*THE TASK:*
Pick out every line in the records below that contains the word "stone" and copy each one. Case counts.

*Data entries:*
--------

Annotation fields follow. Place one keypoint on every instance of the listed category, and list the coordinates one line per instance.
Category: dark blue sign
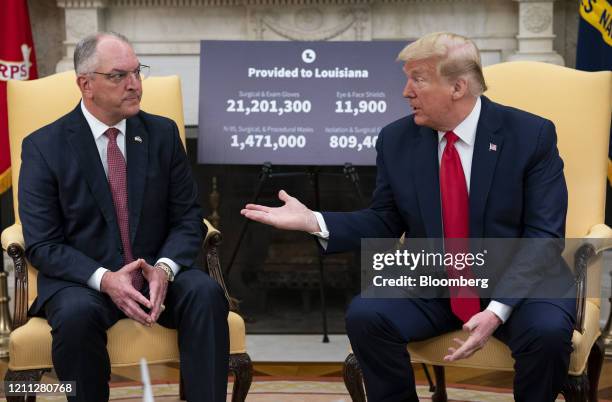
(297, 103)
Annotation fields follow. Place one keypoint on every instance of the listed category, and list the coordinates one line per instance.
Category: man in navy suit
(112, 223)
(461, 166)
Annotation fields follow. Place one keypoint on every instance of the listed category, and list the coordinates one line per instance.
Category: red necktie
(117, 178)
(465, 301)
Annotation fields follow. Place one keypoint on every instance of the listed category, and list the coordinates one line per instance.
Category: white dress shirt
(98, 129)
(466, 131)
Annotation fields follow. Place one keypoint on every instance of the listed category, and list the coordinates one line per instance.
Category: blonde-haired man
(460, 166)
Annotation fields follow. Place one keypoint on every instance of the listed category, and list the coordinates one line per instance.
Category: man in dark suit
(460, 167)
(112, 222)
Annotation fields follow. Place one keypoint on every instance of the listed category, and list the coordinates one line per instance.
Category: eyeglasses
(118, 76)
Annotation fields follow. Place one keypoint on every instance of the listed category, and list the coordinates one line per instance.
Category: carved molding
(203, 3)
(310, 24)
(536, 18)
(82, 3)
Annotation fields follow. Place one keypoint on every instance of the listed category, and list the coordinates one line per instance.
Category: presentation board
(297, 103)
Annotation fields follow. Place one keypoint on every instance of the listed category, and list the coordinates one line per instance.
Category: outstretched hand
(293, 215)
(480, 327)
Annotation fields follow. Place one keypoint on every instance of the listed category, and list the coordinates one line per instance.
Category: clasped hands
(118, 285)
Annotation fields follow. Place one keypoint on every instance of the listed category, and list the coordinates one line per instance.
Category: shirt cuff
(173, 265)
(501, 310)
(95, 279)
(323, 235)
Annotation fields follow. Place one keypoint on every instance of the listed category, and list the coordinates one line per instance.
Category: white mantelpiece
(535, 38)
(166, 33)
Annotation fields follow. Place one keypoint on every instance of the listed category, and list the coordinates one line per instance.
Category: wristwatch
(166, 268)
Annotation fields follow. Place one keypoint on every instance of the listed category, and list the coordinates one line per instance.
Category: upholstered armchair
(579, 103)
(33, 104)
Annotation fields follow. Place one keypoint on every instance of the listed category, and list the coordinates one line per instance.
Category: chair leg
(242, 368)
(440, 393)
(353, 378)
(182, 395)
(24, 375)
(575, 388)
(594, 368)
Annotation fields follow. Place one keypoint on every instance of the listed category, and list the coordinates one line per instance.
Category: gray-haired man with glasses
(111, 219)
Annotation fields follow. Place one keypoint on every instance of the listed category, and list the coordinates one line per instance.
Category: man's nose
(408, 90)
(132, 81)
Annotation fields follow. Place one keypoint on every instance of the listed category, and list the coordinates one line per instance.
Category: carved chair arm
(14, 244)
(597, 240)
(211, 253)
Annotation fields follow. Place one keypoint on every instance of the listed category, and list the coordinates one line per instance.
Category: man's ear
(460, 88)
(84, 83)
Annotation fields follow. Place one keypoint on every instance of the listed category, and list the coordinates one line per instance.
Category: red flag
(17, 62)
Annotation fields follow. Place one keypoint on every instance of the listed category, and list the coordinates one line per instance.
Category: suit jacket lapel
(84, 147)
(137, 155)
(427, 181)
(487, 147)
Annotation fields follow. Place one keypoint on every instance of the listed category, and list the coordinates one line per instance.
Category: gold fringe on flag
(5, 180)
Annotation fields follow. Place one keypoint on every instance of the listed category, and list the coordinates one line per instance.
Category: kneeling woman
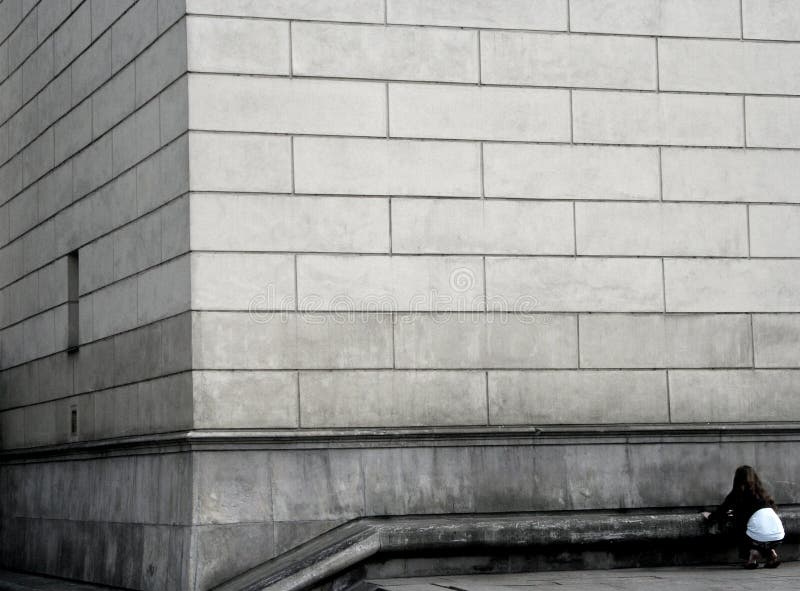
(755, 522)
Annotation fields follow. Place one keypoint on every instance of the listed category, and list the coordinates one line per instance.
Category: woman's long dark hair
(747, 484)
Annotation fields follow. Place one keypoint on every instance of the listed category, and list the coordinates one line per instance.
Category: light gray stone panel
(485, 340)
(708, 285)
(386, 167)
(538, 59)
(775, 231)
(771, 19)
(574, 172)
(73, 36)
(681, 18)
(105, 12)
(245, 399)
(242, 281)
(577, 397)
(773, 122)
(777, 340)
(481, 226)
(370, 11)
(237, 45)
(161, 63)
(731, 175)
(476, 112)
(287, 340)
(734, 396)
(114, 308)
(290, 223)
(413, 283)
(661, 229)
(656, 340)
(729, 66)
(91, 69)
(399, 53)
(566, 284)
(493, 14)
(657, 119)
(134, 31)
(280, 105)
(231, 488)
(392, 398)
(164, 290)
(239, 162)
(74, 131)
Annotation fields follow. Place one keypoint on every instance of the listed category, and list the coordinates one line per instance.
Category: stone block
(577, 397)
(733, 396)
(164, 290)
(114, 308)
(777, 340)
(114, 101)
(386, 167)
(399, 53)
(136, 137)
(242, 281)
(281, 105)
(55, 190)
(239, 162)
(92, 167)
(774, 230)
(245, 400)
(773, 122)
(289, 223)
(50, 15)
(73, 132)
(73, 36)
(723, 285)
(730, 175)
(573, 172)
(392, 398)
(681, 18)
(231, 488)
(105, 12)
(771, 19)
(513, 14)
(474, 112)
(368, 11)
(656, 340)
(538, 59)
(561, 284)
(729, 66)
(173, 108)
(657, 119)
(38, 158)
(412, 283)
(137, 355)
(485, 340)
(161, 63)
(237, 45)
(661, 229)
(134, 31)
(471, 226)
(91, 69)
(285, 340)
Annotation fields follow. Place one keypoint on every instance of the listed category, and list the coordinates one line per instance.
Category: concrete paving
(702, 578)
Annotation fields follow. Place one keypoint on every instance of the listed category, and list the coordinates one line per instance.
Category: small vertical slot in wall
(73, 313)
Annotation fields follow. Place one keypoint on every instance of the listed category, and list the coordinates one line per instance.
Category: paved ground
(785, 578)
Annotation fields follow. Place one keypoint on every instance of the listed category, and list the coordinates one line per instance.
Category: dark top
(737, 508)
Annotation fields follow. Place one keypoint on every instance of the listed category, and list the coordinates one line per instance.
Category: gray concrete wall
(93, 161)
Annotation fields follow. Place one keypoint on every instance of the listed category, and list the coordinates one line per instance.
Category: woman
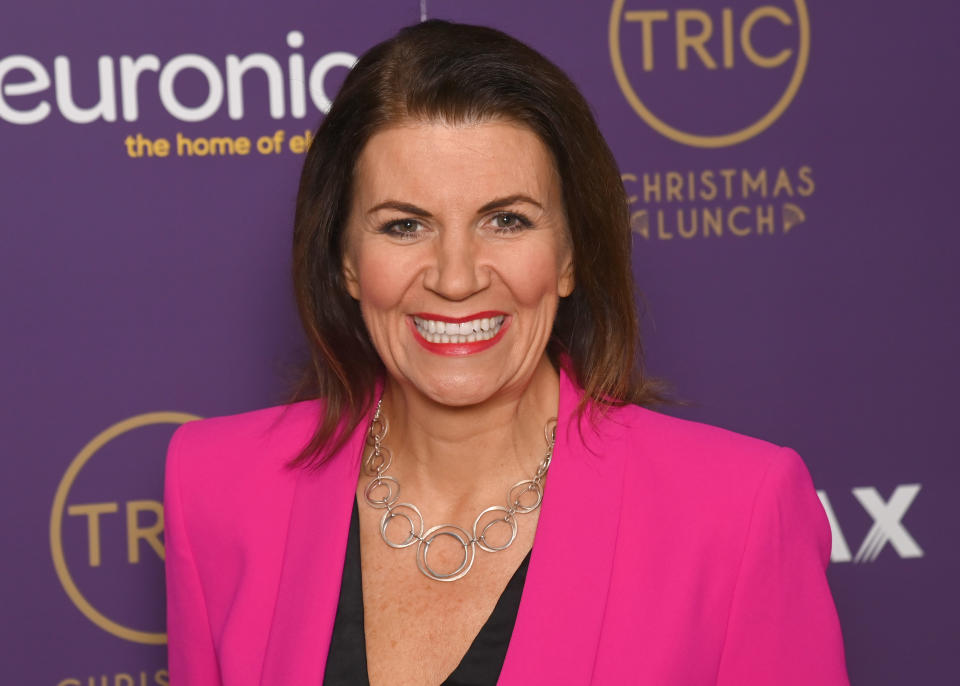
(462, 269)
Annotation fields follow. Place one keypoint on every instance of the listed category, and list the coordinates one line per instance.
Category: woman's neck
(455, 459)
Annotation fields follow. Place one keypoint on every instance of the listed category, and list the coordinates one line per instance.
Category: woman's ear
(566, 282)
(349, 272)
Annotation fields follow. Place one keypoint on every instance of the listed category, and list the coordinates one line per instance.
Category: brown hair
(459, 74)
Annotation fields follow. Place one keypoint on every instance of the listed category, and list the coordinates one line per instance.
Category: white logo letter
(886, 522)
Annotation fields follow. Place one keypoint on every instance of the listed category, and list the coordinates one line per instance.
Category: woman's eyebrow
(420, 212)
(400, 207)
(509, 200)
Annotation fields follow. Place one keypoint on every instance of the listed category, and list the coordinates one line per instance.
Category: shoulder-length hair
(457, 73)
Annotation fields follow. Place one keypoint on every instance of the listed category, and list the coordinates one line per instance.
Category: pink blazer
(667, 553)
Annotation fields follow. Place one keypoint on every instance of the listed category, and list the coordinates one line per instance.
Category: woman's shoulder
(690, 461)
(715, 483)
(244, 447)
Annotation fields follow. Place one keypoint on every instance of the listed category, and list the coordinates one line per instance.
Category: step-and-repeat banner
(791, 166)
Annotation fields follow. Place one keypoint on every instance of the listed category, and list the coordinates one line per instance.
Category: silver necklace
(383, 493)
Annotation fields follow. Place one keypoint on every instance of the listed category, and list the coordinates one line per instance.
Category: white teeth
(482, 329)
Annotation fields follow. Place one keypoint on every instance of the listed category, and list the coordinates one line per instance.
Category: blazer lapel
(558, 626)
(312, 569)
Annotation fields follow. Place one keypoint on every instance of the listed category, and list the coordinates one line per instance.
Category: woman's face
(457, 251)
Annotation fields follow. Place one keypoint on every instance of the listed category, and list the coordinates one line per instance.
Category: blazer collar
(309, 591)
(557, 632)
(564, 597)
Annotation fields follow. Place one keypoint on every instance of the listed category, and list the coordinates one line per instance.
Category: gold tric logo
(767, 37)
(107, 558)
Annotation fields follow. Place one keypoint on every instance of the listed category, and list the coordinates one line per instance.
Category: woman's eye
(404, 228)
(507, 222)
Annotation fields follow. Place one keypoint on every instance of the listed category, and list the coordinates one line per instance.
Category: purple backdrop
(794, 173)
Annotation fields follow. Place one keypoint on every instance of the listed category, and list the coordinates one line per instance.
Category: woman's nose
(456, 272)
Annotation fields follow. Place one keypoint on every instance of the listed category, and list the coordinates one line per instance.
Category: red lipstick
(458, 349)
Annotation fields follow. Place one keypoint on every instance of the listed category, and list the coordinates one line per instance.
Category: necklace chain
(382, 492)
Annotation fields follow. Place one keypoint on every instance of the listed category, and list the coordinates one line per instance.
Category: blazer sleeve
(783, 627)
(192, 660)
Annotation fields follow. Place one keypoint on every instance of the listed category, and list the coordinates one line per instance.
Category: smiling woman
(462, 270)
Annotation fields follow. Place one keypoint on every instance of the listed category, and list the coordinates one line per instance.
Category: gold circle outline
(724, 140)
(56, 521)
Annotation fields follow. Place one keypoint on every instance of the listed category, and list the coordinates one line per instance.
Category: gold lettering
(806, 176)
(651, 187)
(646, 19)
(712, 222)
(623, 177)
(685, 232)
(765, 219)
(746, 42)
(674, 187)
(685, 41)
(92, 512)
(662, 233)
(727, 38)
(706, 178)
(728, 175)
(640, 223)
(750, 183)
(783, 184)
(136, 533)
(732, 224)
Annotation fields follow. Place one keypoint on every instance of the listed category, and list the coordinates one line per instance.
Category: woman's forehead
(440, 162)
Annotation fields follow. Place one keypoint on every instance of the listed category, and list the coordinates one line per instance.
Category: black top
(480, 666)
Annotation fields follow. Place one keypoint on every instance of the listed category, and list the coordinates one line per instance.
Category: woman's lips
(445, 335)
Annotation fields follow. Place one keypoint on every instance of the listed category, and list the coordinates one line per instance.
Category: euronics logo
(25, 84)
(887, 525)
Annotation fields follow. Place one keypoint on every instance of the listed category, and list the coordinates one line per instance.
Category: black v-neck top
(480, 666)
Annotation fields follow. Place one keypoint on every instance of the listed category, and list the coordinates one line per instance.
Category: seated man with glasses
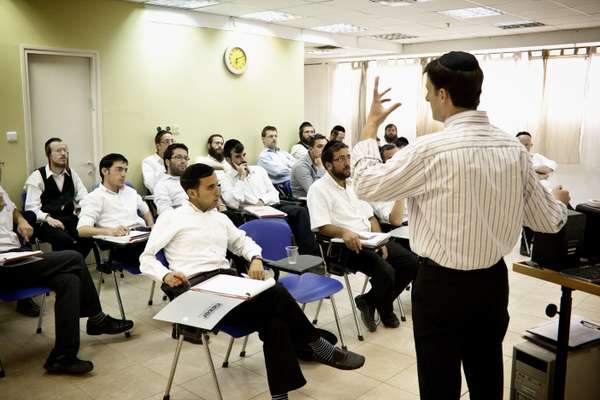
(336, 211)
(153, 167)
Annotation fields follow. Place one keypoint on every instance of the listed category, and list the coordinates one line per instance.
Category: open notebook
(371, 239)
(208, 302)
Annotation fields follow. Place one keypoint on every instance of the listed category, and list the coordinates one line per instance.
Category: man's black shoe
(390, 321)
(109, 326)
(28, 307)
(343, 359)
(367, 312)
(70, 365)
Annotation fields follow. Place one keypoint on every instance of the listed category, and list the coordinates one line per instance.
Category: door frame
(94, 58)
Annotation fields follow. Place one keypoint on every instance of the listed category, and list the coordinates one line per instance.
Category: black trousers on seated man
(389, 277)
(67, 275)
(460, 316)
(280, 323)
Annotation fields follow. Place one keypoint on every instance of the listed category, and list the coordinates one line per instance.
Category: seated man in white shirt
(250, 185)
(305, 131)
(53, 191)
(168, 193)
(278, 163)
(194, 256)
(67, 275)
(336, 211)
(112, 209)
(153, 167)
(215, 157)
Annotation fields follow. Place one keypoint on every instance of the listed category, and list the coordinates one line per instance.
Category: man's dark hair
(47, 148)
(192, 175)
(171, 149)
(211, 137)
(232, 146)
(401, 142)
(266, 129)
(460, 75)
(108, 161)
(160, 132)
(313, 139)
(330, 148)
(523, 133)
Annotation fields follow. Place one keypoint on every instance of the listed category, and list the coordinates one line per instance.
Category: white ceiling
(422, 19)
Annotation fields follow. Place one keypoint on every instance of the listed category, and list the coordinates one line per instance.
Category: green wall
(151, 74)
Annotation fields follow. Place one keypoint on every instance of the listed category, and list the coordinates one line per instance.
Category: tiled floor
(137, 368)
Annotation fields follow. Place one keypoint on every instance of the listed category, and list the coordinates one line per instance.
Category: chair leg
(226, 361)
(39, 327)
(118, 293)
(167, 395)
(212, 366)
(337, 322)
(243, 352)
(316, 318)
(150, 300)
(354, 313)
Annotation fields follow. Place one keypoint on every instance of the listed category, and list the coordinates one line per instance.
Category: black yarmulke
(459, 61)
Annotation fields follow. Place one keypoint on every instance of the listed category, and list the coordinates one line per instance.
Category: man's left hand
(256, 270)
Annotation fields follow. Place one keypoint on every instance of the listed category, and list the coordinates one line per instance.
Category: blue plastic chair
(273, 235)
(233, 331)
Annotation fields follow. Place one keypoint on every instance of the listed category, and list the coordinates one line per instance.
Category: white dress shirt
(329, 203)
(153, 168)
(104, 208)
(256, 186)
(182, 233)
(298, 151)
(35, 187)
(169, 194)
(470, 188)
(8, 238)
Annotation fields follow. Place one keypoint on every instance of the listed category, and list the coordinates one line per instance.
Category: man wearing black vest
(52, 192)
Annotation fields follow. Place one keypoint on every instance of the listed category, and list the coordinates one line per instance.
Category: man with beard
(168, 193)
(305, 131)
(336, 212)
(215, 157)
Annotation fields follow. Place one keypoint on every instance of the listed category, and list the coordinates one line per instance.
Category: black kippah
(459, 61)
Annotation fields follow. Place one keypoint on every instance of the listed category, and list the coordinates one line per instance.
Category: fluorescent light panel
(271, 16)
(188, 4)
(341, 28)
(473, 12)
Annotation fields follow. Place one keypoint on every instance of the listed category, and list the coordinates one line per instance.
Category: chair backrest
(271, 234)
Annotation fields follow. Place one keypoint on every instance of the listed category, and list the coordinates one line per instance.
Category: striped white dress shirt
(470, 188)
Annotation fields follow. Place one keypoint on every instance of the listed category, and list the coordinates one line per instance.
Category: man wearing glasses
(153, 167)
(168, 193)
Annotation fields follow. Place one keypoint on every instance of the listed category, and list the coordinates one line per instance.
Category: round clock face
(235, 60)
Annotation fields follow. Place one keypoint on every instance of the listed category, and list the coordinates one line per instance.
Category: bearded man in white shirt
(194, 256)
(112, 209)
(470, 188)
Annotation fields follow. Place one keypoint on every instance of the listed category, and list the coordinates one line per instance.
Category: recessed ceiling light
(340, 28)
(393, 36)
(271, 16)
(189, 4)
(519, 24)
(397, 3)
(473, 12)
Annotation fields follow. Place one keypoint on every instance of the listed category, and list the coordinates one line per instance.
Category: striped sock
(322, 348)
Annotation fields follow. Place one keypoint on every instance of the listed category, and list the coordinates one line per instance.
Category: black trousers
(299, 222)
(460, 316)
(67, 275)
(388, 277)
(280, 324)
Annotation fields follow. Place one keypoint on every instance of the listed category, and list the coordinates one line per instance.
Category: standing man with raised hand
(470, 188)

--------

*COMPLETE RESPONSE:*
Category: light gray stone panel
Category: stone block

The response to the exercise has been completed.